Prompt: Count the lines in the records below that contain the word "arch". Reply with the number alone.
* Start Recorded data *
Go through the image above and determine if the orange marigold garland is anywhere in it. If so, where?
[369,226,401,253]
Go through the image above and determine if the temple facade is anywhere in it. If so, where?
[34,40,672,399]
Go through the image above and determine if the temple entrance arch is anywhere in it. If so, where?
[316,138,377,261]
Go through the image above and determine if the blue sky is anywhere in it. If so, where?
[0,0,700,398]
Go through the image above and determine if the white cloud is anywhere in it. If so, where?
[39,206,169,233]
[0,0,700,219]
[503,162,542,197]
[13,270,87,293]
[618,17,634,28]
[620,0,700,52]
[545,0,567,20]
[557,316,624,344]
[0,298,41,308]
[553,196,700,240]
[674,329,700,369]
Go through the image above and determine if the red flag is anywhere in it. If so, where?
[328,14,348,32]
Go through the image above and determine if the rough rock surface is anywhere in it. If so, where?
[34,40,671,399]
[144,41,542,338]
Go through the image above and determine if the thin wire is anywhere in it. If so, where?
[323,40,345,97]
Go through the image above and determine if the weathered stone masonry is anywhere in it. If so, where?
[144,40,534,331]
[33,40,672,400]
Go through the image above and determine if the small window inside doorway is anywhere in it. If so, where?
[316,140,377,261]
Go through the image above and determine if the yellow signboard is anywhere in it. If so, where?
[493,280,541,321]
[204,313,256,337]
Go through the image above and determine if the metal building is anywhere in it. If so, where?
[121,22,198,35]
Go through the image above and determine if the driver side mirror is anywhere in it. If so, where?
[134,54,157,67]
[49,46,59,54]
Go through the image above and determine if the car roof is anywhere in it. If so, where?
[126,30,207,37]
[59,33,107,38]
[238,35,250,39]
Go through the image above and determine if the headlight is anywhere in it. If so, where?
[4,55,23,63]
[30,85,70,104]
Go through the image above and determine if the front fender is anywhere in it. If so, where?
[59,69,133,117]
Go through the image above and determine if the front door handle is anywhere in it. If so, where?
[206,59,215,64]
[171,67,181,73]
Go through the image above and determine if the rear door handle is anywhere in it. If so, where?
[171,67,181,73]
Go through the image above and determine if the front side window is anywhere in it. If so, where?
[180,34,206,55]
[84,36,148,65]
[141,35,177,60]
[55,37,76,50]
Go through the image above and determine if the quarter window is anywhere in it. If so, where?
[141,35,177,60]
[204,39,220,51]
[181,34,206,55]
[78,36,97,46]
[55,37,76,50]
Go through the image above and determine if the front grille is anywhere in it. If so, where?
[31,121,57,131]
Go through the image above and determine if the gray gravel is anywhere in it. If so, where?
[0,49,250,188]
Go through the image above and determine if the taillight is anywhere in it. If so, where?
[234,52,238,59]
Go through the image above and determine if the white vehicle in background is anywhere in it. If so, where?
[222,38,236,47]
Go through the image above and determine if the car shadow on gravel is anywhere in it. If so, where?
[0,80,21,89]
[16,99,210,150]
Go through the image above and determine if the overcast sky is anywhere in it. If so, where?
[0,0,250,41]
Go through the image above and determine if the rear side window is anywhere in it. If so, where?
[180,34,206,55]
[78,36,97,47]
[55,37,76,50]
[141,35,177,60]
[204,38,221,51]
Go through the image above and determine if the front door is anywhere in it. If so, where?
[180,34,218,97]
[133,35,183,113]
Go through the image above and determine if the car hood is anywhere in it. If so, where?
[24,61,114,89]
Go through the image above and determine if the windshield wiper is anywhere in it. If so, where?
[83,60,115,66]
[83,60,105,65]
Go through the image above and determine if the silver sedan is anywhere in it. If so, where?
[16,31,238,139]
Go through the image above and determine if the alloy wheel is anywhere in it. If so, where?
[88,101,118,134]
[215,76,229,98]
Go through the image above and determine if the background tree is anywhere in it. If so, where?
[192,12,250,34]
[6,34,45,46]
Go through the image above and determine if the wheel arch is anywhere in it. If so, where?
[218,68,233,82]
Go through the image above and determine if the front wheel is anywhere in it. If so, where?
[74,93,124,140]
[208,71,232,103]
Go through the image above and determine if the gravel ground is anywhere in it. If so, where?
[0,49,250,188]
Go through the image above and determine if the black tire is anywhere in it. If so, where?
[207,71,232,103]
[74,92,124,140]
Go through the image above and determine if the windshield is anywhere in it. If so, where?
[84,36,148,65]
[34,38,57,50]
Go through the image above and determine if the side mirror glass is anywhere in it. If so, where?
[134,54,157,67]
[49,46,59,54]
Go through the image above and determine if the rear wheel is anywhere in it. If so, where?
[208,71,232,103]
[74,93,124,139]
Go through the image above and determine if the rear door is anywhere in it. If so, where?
* End Recorded data *
In response: 2